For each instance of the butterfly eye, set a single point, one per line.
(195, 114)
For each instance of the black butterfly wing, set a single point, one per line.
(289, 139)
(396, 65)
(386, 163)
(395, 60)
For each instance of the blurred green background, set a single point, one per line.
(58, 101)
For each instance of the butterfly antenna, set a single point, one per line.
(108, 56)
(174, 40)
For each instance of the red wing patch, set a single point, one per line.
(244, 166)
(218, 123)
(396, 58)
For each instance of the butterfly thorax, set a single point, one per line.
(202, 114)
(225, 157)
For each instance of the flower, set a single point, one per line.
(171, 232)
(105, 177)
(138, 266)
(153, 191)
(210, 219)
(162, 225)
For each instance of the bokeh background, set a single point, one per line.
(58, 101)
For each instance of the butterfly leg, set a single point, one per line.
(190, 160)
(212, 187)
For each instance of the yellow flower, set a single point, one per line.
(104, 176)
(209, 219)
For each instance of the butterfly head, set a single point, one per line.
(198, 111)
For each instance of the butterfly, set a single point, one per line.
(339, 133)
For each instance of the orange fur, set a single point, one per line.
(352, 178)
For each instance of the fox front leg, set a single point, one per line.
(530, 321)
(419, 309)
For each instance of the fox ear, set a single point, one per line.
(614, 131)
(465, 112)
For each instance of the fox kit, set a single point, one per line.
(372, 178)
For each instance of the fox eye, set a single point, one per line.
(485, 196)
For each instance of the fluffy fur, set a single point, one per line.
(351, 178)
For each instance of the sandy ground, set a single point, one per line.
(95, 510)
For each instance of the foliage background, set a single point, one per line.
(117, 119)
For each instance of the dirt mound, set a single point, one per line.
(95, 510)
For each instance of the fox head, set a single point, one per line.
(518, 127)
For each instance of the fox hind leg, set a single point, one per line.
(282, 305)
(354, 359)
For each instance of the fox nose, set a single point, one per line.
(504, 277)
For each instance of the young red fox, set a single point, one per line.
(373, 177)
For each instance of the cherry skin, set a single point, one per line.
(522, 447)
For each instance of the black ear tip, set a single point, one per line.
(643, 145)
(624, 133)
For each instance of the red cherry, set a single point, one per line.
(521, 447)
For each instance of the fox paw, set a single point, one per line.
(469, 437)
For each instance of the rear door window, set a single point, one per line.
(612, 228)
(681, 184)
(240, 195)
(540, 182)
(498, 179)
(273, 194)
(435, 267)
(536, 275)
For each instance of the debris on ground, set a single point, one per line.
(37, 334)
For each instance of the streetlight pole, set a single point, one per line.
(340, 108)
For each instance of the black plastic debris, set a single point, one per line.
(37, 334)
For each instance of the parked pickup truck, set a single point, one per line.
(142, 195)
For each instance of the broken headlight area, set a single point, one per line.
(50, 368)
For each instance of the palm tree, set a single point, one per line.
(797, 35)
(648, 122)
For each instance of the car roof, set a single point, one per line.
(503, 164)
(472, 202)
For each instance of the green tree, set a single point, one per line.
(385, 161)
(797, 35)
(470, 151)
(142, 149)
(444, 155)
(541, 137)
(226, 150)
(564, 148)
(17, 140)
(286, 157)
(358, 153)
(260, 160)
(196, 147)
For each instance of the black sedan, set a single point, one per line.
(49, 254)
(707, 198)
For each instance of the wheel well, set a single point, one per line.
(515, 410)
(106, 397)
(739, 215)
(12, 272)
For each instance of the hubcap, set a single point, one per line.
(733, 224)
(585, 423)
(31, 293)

▸ **Assigned task**:
Your task is to give back every record exactly.

▸ **Response box**:
For each instance of the butterfly eye, set a single point, one per line.
(195, 114)
For each instance of the black butterfly wing, set a single point, one per line.
(289, 139)
(396, 65)
(386, 163)
(395, 60)
For each instance of the blurred green background, set a single point, one per line.
(58, 101)
For each instance of the butterfly antenna, set a single point, one per line.
(108, 56)
(174, 40)
For each instance of the red wing patch, set a single point, one per line.
(244, 166)
(218, 123)
(396, 58)
For each instance of the butterfly thorax, set a single point, one per line.
(202, 114)
(225, 157)
For each instance of the flower, set a single point, one per line.
(171, 232)
(105, 177)
(138, 266)
(153, 191)
(210, 219)
(162, 225)
For each instance of the bokeh background, set a single point, one per line.
(58, 101)
For each instance of the butterfly leg, set a single point, one per line.
(190, 160)
(212, 187)
For each instance of the yellow flower, set a single point, one per line.
(104, 176)
(209, 219)
For each instance of the butterfly head, set a single point, one per line.
(198, 111)
For each instance of the butterfly, set a single point, one per line.
(339, 133)
For each instance of the orange fur, set a single point, one per line.
(352, 178)
For each instance of the fox front leg, set a single point, one per line.
(530, 321)
(419, 309)
For each instance of the fox ear, set a single point, one per line.
(614, 131)
(465, 112)
For each instance of the fox kit, set a single point, one per line.
(372, 178)
For each instance of the fox eye, set a single point, one per line.
(485, 196)
For each instance of the fluffy fur, set a single point, one per line.
(351, 178)
For each instance of the sandy ground, set a single point, one per line.
(95, 510)
For each instance of the foliage background, set a single point, one per line.
(117, 119)
For each instance of the dirt mound, set a single point, one per line.
(95, 510)
For each instance of the fox head, set a single point, one per line.
(518, 127)
For each instance of the fox hind leg, set a single point, one per line.
(282, 305)
(354, 359)
For each instance of the fox nose, set a single point, one per line.
(504, 277)
For each instance of the young red fox, set a single point, one per line.
(373, 177)
For each instance of the cherry skin, set a single point, one per line.
(522, 447)
For each instance of the black ear tip, set a single point, one per line.
(643, 145)
(624, 133)
For each instance of the red cherry, set a single point, one per line.
(521, 447)
For each instance of the fox paw, set a single point, one per line.
(469, 437)
For each instance of the rear door window, set a single point, one per line.
(612, 228)
(681, 184)
(240, 195)
(540, 182)
(498, 179)
(273, 194)
(435, 267)
(536, 275)
For each instance of the debris on ground, set a single point, one per line.
(37, 334)
For each instance of the streetlight pole, set a single point, one per line.
(340, 108)
For each instance of the black plastic debris, set a single point, one per line.
(37, 334)
For each instance of the parked pickup truck, set a single point, one per line.
(142, 195)
For each instance of the broken headlight area, set a single point, one per line.
(50, 368)
For each instance of the palm tree, set a single point, one per line.
(797, 35)
(648, 122)
For each instance of the car roof, set a single point, one per line.
(503, 164)
(472, 202)
For each instance of the green tree, set a single point, one per line.
(385, 161)
(797, 35)
(470, 151)
(142, 149)
(444, 155)
(541, 137)
(226, 150)
(564, 148)
(17, 140)
(286, 157)
(358, 153)
(260, 160)
(196, 147)
For each instance of the black sedan, set a single point, one per line.
(49, 254)
(707, 198)
For each instance of the wheel well, set a single point, one per line.
(515, 410)
(106, 397)
(739, 215)
(12, 272)
For each instance of the hubcap, set a single point, one per line.
(733, 224)
(585, 423)
(31, 293)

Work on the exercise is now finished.